EXERCISE GOAL: Your task is to find every line of the listing that includes "horizon" and copy it.

PROVIDED RECORDS:
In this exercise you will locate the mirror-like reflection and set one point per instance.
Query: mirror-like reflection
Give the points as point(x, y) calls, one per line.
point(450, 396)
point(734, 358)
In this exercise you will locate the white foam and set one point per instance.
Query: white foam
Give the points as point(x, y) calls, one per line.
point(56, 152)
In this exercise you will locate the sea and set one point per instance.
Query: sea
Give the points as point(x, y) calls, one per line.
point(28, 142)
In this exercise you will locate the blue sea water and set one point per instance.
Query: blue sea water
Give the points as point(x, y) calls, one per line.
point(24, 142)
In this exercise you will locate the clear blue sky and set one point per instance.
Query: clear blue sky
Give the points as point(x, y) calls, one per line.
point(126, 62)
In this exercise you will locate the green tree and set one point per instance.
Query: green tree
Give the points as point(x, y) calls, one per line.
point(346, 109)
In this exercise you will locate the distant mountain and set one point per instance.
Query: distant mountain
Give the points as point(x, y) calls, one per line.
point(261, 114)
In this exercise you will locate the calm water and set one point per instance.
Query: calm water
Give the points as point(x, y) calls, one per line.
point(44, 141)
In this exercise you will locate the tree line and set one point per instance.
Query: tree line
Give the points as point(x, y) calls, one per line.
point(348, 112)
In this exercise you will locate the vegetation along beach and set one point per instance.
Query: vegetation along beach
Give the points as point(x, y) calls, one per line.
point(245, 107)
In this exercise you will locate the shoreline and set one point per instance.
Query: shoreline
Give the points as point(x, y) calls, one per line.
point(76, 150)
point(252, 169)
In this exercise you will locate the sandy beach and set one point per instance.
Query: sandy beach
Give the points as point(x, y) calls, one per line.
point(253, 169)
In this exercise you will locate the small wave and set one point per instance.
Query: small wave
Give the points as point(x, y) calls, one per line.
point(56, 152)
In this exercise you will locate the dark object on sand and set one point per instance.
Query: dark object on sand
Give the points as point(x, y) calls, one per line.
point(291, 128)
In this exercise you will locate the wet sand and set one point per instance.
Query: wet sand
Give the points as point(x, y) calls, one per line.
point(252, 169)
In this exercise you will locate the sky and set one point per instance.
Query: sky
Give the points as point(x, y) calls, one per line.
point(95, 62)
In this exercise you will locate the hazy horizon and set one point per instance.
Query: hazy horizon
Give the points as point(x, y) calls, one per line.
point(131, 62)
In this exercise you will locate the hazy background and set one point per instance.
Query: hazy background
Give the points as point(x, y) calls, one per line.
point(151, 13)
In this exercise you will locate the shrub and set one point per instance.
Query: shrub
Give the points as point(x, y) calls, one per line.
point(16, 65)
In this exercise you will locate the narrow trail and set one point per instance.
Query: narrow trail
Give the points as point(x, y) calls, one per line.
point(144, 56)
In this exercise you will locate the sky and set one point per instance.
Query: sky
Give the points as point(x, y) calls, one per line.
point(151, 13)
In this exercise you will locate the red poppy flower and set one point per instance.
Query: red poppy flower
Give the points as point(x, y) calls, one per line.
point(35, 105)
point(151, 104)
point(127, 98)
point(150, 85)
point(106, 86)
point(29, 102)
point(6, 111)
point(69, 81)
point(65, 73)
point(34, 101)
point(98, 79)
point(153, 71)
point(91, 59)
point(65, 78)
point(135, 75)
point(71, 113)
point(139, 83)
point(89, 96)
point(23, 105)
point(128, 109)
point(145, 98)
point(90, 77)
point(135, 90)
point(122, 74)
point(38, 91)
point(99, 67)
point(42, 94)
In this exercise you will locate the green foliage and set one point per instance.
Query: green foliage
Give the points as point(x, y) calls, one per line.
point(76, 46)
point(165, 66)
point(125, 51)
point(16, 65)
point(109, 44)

SOLUTION FOR THIS TASK:
In this exercise you will locate the hazy horizon and set one point per instance.
Query: hazy horizon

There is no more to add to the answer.